[Goal]
Extract every line of the data below that contains the string "beach", and copy each line in full. Matching is case-sensitive.

[Dataset content]
+-------+
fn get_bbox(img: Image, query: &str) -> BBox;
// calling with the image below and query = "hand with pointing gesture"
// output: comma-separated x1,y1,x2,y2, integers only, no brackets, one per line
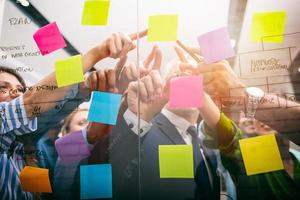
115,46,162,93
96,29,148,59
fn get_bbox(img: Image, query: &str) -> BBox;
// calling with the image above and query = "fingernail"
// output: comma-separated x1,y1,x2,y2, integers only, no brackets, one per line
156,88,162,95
+-------+
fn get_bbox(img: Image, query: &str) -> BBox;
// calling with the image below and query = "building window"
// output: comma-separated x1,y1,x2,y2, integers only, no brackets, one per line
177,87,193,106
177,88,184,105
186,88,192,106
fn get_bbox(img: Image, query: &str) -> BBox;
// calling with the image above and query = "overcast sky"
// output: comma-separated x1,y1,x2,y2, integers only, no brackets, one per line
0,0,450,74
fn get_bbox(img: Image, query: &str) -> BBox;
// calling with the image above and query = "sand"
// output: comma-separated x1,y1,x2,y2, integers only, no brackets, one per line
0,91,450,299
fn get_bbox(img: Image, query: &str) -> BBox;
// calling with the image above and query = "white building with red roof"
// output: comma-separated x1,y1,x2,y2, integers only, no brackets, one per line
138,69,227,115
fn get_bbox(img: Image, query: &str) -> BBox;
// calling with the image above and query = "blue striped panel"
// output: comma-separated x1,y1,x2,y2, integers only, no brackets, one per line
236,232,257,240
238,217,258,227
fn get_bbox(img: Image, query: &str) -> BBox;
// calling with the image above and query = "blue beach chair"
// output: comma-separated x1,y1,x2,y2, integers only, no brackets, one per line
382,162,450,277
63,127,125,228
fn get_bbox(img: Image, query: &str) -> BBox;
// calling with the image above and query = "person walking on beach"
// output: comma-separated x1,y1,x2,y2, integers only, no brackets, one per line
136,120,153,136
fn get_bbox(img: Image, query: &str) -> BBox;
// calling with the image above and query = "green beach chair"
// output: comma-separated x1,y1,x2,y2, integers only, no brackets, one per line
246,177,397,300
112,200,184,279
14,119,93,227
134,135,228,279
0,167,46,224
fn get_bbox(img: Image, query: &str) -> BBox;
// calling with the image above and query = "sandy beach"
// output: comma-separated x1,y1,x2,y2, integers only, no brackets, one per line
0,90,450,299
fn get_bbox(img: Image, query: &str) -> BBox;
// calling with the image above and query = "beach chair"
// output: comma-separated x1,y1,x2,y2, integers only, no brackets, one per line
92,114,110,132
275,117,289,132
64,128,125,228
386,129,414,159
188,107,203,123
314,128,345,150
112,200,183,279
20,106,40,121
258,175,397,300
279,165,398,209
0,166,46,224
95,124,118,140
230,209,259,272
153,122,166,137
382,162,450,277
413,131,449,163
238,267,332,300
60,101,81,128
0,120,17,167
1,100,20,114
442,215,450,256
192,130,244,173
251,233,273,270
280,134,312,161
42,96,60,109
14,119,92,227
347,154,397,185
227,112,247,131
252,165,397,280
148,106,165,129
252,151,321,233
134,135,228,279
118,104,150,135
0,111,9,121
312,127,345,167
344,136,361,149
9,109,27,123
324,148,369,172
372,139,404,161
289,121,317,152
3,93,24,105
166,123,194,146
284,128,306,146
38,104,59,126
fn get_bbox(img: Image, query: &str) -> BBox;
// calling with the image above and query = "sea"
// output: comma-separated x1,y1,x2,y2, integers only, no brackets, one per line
+-------+
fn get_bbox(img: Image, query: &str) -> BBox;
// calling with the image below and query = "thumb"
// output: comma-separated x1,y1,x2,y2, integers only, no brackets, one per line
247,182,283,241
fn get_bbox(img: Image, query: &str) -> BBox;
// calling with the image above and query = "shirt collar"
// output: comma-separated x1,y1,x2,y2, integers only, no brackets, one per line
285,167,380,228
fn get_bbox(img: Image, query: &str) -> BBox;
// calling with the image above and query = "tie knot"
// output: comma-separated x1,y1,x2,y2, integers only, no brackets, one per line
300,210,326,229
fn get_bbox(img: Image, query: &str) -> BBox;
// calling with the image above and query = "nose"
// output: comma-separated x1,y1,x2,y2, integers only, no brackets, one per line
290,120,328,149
+-------+
[Response]
// calling with the image above and query = "blue beach chair"
// calling with the image above and query = "person walking on beach"
// calling with the image above and query = "green beach chair"
// calling with the image above and query = "sandy beach"
// calling with the image above and query = "beach chair"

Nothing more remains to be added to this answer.